India, Bangladesh want over 1.1 forcibly displaced Rohingya to be allowed safe return

rohingya-fire-refugee-camp-reuters After losing her husband, two young sons and her home, Noor Banu fears she has lost another son to the massive blaze that ripped through the Cox's Bazar camps, reducing tarpaulin and bamboo shelters to ash | REUTERS/Mohammad Ponir Hossain

Bangladesh Prime Minister Sheikh Hasina on Saturday requested India, as a member of the UN Security Council, to play a "strong role" in the early repatriation of the displaced Rohingyas back to Myanmar during her talks with her Indian counterpart Narendra Modi.

According to a Joint Statement issued on the occasion of Prime Minister Modi's visit, the issue of the 1.1 million forcibly-displaced persons from the Rakhine State of Myanmar featured during the talks between the two leaders.

Both the prime ministers reiterated the importance of their safe, speedy and sustainable return to their homeland for the greater security of the region, it said.

Prime Minister Hasina requested India, as a member of the United Nations Security Council, to play a strong role in the early repatriation of the displaced Rohingyas back to Myanmar, the statement said, adding that India assured its continued support on the issue. India is currently a non-permanent member of the UNSC.

Prime Minister Modi expressed appreciation at the generosity of Bangladesh in sheltering and providing humanitarian assistance to the 1.1 million forcibly displaced persons from the Rakhine State of Myanmar, the Joint Statement said.

According to Bangladesh Prime Minister's Press Secretary Ihsanul Karim, Prime Minister Hasina said the return of these people in the quickest possible time was needed since the lingering of the crisis could create grounds for their involvement in terrorist activities and drug trading.

Sooner is the better, Karim quoted her as saying.

In response, Prime Minister Modi told Hasina that his country wants a sustainable return of the refugees in a sustainable manner.

Nearly one million Rohingya Muslims fled a crackdown by the Myanmarese military in 2017 in Rakhine state and are living in camps in Cox's Bazar in Bangladesh.

Myanmar has faced international pressure to allow Rohingyas to return to Rakhine and grant them citizenship rights.

### EXERCISE 1
Answer these questions about the article on Rohingya repatriation:
(a) Of which United Nations body is India currently a member, and in what capacity?
(b) Who is the Bangladesh Prime Minister's Press Secretary?
(c) In what year did nearly one million Rohingya Muslims flee a crackdown in Rakhine state?

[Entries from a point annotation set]
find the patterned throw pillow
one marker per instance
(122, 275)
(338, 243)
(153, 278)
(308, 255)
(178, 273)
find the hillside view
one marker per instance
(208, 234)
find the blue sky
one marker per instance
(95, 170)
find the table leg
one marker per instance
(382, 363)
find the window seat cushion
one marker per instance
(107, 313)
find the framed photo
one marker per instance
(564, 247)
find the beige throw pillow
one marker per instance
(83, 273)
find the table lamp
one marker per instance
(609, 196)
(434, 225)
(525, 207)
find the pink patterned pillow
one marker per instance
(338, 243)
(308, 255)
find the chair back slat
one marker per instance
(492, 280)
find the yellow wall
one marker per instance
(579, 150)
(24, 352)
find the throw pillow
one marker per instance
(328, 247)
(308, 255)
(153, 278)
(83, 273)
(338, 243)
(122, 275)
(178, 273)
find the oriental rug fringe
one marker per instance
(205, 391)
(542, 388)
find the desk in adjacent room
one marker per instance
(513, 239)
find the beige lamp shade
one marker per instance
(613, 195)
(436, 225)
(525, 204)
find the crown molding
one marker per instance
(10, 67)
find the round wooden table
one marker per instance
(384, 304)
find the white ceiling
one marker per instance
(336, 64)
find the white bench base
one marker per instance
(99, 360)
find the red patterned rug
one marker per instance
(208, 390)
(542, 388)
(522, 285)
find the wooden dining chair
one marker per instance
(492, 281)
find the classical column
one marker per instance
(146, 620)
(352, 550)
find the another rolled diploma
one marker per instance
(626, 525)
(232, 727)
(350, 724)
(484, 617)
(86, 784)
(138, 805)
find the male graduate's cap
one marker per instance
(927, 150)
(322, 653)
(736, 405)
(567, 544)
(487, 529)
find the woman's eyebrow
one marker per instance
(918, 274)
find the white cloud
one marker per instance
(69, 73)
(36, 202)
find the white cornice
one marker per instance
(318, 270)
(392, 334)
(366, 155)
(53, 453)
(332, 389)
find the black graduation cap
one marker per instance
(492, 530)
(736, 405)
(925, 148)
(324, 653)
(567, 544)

### EXERCISE 2
Reproduce the rows verbatim, beginning at the line that contains "find the wooden dining chair" and continuing through the last of the rows.

### EXERCISE RESULT 1
(a) The United Nations Security Council, as a non-permanent member.
(b) Ihsanul Karim.
(c) 2017.

### EXERCISE RESULT 2
find the wooden dining chair
one marker per instance
(492, 281)
find the classical column
one marker per instance
(146, 620)
(352, 550)
find the another rolled diploma
one marker per instance
(626, 525)
(232, 727)
(350, 724)
(484, 617)
(86, 784)
(138, 805)
find the male graduate's cap
one marker per instance
(927, 150)
(322, 653)
(736, 405)
(567, 544)
(487, 529)
find the woman's eyebrow
one marker per instance
(918, 274)
find the white cloud
one marker per instance
(69, 73)
(36, 202)
find the white cornice
one marker per instance
(318, 270)
(392, 334)
(366, 155)
(53, 453)
(332, 389)
find the black graduation cap
one marker per instance
(492, 530)
(736, 405)
(925, 148)
(324, 653)
(567, 544)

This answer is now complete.